What the task requires ->
In the excerpt on Niki de Saint Phalle, when was Maria Grazia Chiuri appointed Creative Director at Christian Dior?

Source extract ->
When critically-acclaimed artist Niki de Saint Phalle died in May 2002, we were shocked by the lack of retrospective analysis and dialogue around the pioneering body of work she left behind. It was only after several years had passed that retrospective shows began to emerge.

Fortunately, in the last six years, some of the best art schools in the world have been producing lots of talented women curators.  This means that, at last, the art world is beginning to change.  The narrative, analyses and contexts of female artists, their perspectives and stories are finally de-mystified and freed from the “is she physically attractive enough (if she’s not socially connected) for us to promote her work?” tradition.

In fashion, it has taken the first female designer at Christian Dior, Maria Grazia Chiuri (appointed Creative Director in July 2016), to address these questions on the international stage last week asking openly the provocative question on her slogan t-shirt, “Why Have There Been No Great Women Artists?” (citing Linda Nochlin, 1971) and dedicating her collection (SS18, pictured here) to the inspiration and narrative of Niki de Saint Phalle’s art.

Excerpted records ->
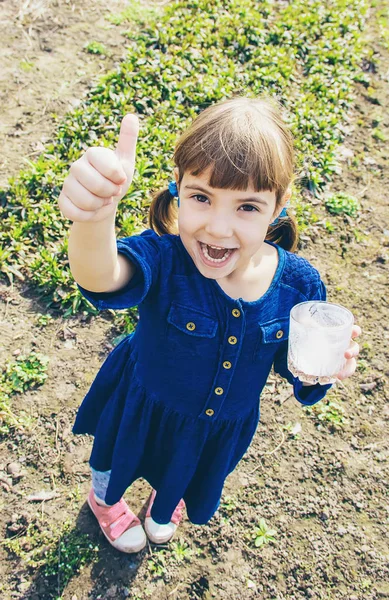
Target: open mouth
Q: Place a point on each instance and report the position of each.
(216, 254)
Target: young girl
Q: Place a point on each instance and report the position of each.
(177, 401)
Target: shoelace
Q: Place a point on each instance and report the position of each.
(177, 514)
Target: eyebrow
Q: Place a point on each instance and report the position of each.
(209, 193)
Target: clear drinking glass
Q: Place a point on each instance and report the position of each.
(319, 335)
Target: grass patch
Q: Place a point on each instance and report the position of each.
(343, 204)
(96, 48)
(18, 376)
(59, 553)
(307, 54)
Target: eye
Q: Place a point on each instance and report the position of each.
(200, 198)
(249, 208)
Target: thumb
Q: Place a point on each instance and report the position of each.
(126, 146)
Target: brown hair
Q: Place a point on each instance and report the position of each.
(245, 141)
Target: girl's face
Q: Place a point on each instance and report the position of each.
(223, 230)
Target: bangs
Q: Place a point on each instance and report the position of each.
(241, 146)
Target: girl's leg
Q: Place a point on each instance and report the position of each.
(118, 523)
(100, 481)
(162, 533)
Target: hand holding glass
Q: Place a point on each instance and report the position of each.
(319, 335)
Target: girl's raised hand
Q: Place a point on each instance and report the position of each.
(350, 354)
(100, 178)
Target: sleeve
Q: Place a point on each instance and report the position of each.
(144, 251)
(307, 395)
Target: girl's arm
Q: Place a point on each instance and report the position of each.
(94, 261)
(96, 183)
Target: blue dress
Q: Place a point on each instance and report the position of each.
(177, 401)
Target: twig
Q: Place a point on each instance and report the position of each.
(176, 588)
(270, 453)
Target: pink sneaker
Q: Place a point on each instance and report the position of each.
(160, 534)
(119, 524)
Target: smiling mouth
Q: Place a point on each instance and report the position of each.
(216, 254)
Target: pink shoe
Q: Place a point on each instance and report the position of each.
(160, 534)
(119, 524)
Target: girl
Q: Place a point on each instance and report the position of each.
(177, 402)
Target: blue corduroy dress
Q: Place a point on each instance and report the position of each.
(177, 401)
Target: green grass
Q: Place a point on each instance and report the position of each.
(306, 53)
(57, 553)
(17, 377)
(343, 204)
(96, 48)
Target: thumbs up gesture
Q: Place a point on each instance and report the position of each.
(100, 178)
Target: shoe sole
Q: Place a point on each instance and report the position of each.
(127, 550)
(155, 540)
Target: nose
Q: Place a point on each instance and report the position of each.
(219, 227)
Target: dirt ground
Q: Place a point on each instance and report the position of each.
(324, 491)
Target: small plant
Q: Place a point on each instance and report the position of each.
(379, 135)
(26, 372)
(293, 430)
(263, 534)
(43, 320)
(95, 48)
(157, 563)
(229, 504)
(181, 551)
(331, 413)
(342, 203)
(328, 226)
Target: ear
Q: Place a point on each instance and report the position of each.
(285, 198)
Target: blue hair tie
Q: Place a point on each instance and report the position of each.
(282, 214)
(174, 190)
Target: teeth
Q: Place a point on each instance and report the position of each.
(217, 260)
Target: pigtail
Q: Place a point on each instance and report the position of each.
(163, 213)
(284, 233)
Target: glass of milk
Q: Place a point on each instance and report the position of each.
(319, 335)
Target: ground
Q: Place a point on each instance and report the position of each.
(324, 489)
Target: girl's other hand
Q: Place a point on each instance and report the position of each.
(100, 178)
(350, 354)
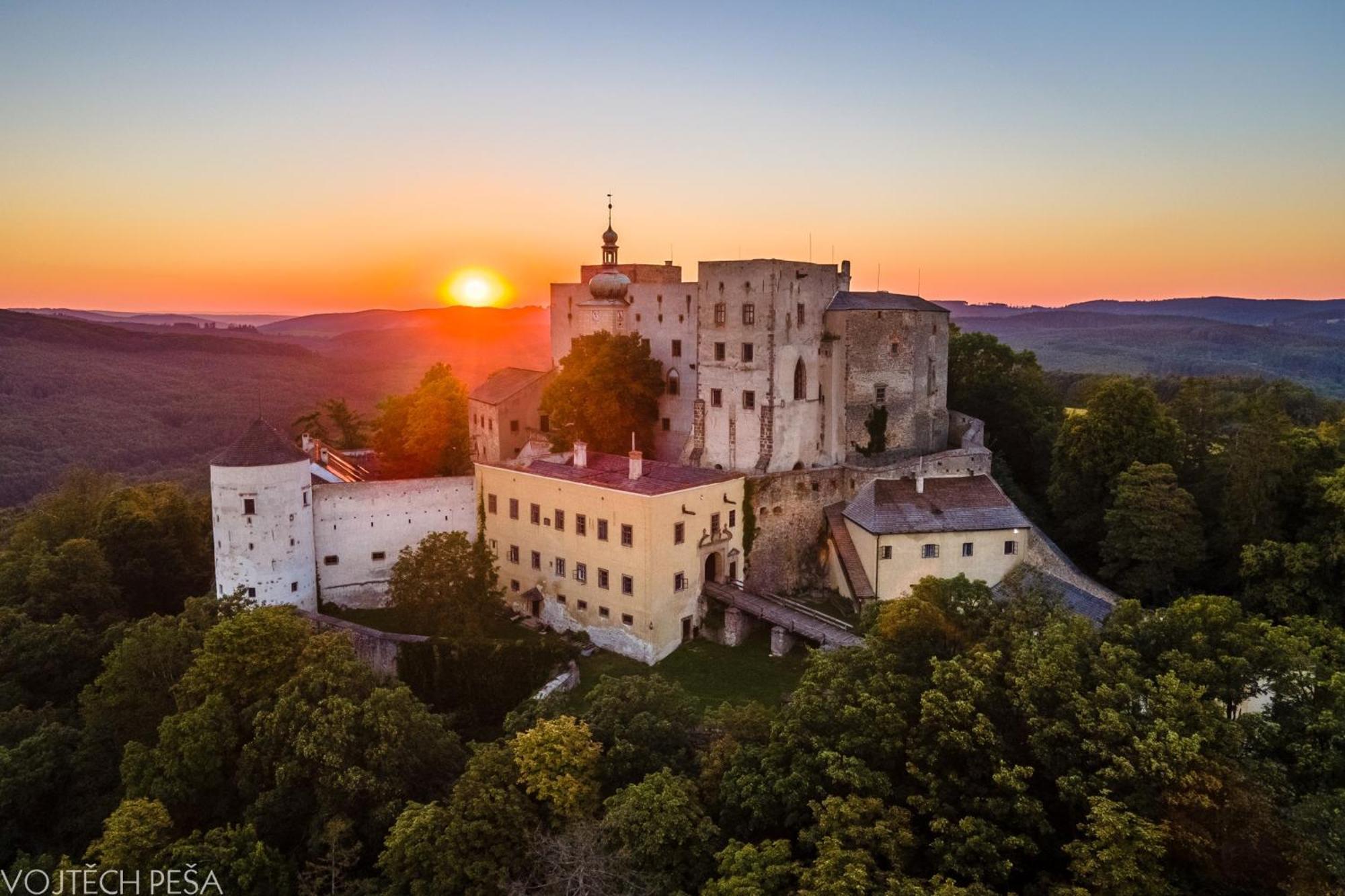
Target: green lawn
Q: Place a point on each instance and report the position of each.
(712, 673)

--

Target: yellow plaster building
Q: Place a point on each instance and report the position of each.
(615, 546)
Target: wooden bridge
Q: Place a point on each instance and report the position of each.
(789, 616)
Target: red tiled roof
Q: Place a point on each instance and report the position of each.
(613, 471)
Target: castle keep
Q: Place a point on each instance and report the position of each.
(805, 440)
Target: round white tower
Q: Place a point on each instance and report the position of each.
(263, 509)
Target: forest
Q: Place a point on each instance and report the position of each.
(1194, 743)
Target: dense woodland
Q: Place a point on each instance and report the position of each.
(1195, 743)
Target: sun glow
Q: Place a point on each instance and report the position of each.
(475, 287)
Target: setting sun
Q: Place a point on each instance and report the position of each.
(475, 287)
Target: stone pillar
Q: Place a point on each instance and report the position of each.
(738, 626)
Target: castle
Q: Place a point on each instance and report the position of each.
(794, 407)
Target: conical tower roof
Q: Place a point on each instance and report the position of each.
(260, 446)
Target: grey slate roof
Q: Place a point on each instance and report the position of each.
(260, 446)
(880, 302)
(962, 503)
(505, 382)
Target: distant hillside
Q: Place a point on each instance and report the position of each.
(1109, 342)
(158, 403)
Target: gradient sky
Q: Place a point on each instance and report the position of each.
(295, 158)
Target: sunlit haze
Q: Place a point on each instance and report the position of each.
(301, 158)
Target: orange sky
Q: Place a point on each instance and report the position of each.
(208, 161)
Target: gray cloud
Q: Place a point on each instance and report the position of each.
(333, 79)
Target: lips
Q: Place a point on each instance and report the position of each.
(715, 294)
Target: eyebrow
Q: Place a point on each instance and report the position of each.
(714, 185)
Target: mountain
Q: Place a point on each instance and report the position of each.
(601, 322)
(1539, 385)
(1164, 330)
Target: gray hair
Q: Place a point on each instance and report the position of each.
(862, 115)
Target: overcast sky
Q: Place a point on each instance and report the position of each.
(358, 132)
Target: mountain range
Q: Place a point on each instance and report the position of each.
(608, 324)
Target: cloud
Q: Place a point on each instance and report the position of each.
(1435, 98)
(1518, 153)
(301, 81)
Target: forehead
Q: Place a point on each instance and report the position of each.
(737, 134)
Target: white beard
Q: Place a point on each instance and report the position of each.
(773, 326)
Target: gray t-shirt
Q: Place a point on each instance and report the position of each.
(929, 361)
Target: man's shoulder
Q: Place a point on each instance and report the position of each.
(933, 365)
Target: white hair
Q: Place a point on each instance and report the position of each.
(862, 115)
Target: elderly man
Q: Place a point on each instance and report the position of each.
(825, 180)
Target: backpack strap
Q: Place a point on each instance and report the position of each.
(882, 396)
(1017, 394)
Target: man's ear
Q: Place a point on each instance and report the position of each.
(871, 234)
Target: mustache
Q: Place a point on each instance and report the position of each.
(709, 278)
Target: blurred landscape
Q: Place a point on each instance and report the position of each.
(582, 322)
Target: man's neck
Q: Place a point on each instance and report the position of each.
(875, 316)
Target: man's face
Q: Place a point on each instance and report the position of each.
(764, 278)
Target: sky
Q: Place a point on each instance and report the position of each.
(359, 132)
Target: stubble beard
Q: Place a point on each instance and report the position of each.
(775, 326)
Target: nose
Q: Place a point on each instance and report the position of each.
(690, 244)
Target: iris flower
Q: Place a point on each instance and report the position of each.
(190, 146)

Solution for this exercise ->
July 2016